Stated task: Transcribe all of the material exactly.

Exercise inputs:

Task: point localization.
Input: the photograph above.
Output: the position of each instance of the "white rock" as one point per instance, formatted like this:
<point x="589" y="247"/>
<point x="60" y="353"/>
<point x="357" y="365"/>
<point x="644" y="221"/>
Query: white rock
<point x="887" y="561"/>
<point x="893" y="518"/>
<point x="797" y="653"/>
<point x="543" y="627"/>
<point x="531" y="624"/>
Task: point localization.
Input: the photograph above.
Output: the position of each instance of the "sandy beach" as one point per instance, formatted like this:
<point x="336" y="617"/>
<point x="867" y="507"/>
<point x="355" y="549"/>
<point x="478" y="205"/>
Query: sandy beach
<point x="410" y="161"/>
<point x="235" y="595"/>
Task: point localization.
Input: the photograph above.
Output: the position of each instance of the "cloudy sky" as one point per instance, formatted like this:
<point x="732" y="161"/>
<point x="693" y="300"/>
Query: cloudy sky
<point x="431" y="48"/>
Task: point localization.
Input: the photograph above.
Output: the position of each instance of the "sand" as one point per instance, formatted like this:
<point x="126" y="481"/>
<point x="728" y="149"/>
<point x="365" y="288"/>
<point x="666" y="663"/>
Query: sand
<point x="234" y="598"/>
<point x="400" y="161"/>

Answer to this problem:
Task: point localization.
Input: the photograph above.
Output: the position of each instance of the "white rock" as one point per instance, formatted like this:
<point x="589" y="247"/>
<point x="60" y="353"/>
<point x="357" y="365"/>
<point x="644" y="221"/>
Query: white rock
<point x="887" y="561"/>
<point x="893" y="518"/>
<point x="797" y="653"/>
<point x="543" y="627"/>
<point x="531" y="624"/>
Task: point localization.
Input: the photograph above.
Output: the position of each instance of the "sandy beach" as one point per instance, formatted like this:
<point x="336" y="617"/>
<point x="867" y="507"/>
<point x="355" y="549"/>
<point x="478" y="205"/>
Query: sandy beach
<point x="410" y="161"/>
<point x="235" y="595"/>
Task: point localization.
Input: the photograph above.
Output: the position of each instance of the "cloudy sky" as one point per instance, formatted like this:
<point x="732" y="161"/>
<point x="693" y="300"/>
Query: cloudy sky
<point x="431" y="48"/>
Task: point localization.
Input: the photograph above.
Output: the position of each instance of the "sand" as one point per instance, formatted like this:
<point x="126" y="481"/>
<point x="728" y="149"/>
<point x="365" y="288"/>
<point x="666" y="663"/>
Query: sand
<point x="234" y="598"/>
<point x="400" y="161"/>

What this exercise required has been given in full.